Vorgegebener Text:
:::::
ME2BE Campus: Hallo, Frau Professorin Labes. Als Mikrobiologin experimentieren Sie unter anderem mit Algen und Schimmelpilzen. Was fasziniert Sie daran?

Antje Labes: Mich begeistern die biologisch vielfältigen Möglichkeiten dieser kleinen Biester, wie ich sie liebevoll nenne. Die Organismen, mit denen wir uns beschäftigen, vor allem Bakterien, aber auch filamentöse Pilze, können wir in vielen Bereichen verwenden, zum Beispiel als Produzenten von Antioxidantien, Anti-Krebsmedikamente oder als Farbstoffe. Faszinierend finde ich auch die Beobachtung dieser Kleinstlebewesen unter dem Mikroskop. Wir bewegen uns unterhalb der Auflösungsgrenze des Auges, also unterhalb von 200 Mikrometern oder 0,2 Millimetern. Im Gegensatz zu den spezialisierten Biologen schauen wir also genauer hin!
:::::
Zu prüfende Zeilen:

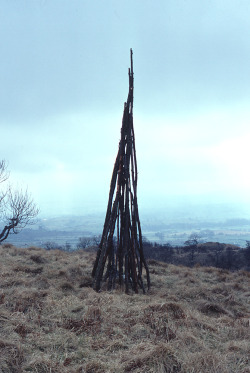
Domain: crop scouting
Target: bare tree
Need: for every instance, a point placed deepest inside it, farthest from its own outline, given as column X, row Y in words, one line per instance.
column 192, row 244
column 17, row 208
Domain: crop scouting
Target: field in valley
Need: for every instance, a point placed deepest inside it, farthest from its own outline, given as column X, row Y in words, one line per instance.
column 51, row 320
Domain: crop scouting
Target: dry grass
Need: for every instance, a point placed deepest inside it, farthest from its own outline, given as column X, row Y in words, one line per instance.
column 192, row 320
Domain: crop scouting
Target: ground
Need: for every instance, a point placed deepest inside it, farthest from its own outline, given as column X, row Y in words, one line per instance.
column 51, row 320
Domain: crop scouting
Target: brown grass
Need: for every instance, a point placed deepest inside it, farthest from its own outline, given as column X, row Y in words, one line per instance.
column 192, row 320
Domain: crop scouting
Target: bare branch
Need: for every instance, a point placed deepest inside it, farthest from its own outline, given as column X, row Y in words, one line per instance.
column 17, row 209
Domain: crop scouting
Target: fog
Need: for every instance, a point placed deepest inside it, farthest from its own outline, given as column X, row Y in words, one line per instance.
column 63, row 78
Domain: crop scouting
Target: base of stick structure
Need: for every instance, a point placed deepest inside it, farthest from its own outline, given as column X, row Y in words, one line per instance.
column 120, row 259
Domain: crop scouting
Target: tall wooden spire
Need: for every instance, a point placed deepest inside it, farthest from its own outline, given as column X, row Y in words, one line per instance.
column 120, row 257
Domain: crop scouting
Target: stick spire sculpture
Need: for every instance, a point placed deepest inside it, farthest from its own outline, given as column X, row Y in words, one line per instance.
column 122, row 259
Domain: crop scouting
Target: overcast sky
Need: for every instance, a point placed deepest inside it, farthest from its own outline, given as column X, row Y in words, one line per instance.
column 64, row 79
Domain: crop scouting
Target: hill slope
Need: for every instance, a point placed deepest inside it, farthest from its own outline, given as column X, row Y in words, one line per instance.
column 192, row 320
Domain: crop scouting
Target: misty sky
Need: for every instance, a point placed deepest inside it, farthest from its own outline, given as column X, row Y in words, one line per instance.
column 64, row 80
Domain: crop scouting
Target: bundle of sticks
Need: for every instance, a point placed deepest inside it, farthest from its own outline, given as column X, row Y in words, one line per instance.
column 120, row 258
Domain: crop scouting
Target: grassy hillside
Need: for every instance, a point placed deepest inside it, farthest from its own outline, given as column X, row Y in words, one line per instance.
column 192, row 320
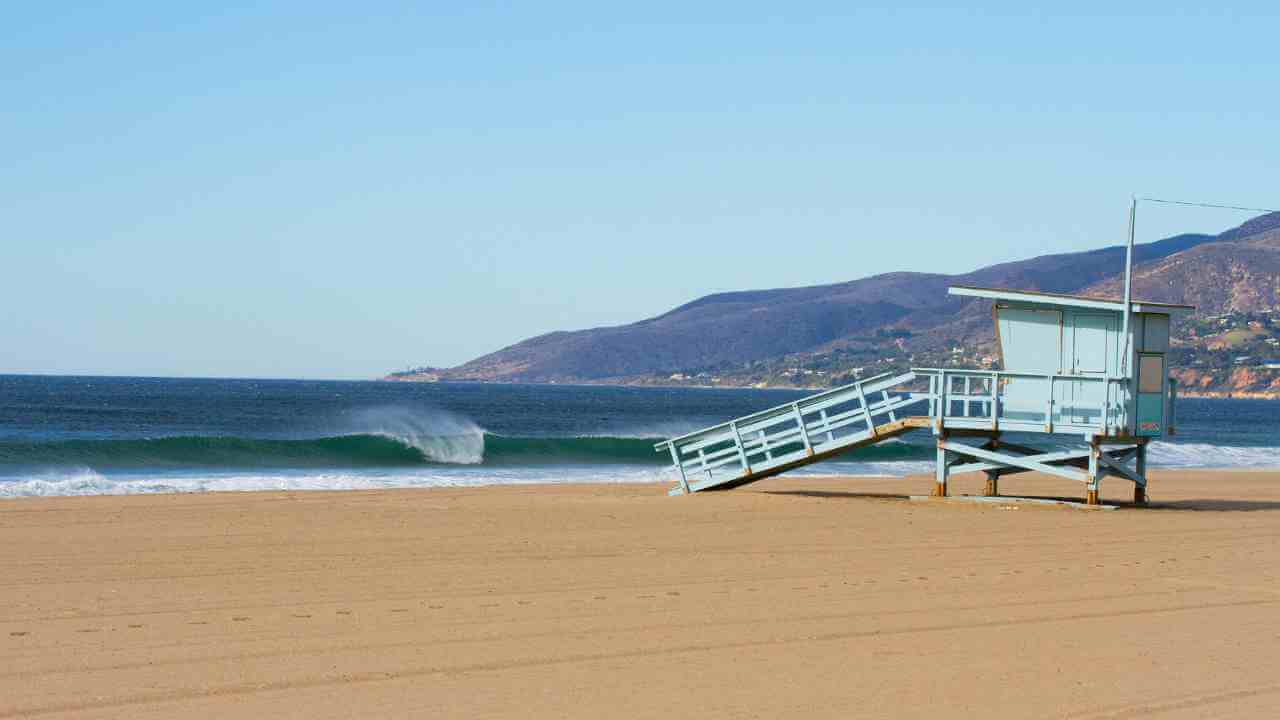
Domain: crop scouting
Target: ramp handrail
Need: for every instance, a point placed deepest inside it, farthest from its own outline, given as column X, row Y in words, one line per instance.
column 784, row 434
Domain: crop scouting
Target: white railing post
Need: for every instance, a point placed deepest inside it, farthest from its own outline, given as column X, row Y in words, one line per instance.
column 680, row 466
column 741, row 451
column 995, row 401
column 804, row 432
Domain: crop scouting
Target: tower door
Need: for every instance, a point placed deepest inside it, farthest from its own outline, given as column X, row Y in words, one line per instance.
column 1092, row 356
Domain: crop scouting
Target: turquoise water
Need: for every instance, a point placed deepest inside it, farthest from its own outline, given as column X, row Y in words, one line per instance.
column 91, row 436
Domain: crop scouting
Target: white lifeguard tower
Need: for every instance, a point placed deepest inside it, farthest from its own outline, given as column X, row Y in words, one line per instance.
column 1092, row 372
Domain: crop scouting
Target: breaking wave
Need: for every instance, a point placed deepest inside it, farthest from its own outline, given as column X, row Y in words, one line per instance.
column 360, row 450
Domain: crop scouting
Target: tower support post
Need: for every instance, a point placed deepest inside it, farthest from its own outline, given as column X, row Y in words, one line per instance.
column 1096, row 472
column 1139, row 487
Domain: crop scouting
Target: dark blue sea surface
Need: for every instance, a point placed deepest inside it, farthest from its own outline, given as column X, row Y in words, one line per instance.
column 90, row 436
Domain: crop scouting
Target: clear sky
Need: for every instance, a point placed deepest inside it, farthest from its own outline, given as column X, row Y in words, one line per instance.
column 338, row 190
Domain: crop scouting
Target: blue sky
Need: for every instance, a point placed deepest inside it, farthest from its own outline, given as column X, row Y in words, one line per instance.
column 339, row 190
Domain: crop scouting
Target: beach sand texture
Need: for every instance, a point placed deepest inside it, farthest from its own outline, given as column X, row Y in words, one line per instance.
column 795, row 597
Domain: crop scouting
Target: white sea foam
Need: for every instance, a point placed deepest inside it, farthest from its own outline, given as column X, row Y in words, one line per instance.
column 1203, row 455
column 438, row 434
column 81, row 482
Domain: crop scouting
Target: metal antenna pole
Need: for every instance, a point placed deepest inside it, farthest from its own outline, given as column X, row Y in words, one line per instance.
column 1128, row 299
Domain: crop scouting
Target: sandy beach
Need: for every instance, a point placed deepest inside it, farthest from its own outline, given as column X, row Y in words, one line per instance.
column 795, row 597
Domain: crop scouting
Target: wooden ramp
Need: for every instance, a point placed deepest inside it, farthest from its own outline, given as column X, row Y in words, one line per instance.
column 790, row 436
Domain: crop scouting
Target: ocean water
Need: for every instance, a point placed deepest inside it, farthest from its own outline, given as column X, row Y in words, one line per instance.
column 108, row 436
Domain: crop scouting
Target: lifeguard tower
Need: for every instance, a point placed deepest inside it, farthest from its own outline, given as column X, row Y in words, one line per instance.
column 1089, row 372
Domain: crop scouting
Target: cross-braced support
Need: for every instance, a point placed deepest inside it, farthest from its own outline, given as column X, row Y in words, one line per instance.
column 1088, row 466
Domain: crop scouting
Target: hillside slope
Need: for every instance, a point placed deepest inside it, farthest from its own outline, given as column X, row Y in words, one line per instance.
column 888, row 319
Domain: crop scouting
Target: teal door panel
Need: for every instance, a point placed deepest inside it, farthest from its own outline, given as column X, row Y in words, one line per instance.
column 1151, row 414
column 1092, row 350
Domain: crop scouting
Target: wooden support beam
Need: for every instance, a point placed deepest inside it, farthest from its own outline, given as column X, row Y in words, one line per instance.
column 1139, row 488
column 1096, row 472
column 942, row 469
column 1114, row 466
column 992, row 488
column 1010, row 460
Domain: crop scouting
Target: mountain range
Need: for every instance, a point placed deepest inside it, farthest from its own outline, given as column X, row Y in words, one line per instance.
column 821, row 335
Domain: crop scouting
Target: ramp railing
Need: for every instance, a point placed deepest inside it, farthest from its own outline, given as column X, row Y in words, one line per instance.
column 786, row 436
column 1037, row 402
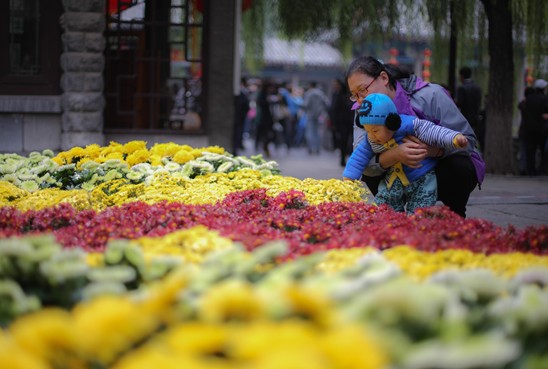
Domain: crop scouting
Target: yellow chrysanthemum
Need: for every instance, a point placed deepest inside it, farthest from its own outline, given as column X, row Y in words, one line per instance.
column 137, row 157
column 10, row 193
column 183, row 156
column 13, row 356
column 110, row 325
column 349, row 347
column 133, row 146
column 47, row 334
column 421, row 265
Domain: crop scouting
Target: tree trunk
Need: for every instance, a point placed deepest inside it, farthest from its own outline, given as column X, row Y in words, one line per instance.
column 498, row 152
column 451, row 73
:::::
Aufgabe 1: Wo liegt laut dem Interview die Auflösungsgrenze des Auges?
Aufgabe 2: Gib aus dem Interview die Passage von „ME2BE Campus: Hallo, Frau“ bis „fasziniert Sie daran?“ unverändert wieder.

Antwort 1: Bei 200 Mikrometern, also 0,2 Millimetern.

Antwort 2:
ME2BE Campus: Hallo, Frau Professorin Labes. Als Mikrobiologin experimentieren Sie unter anderem mit Algen und Schimmelpilzen. Was fasziniert Sie daran?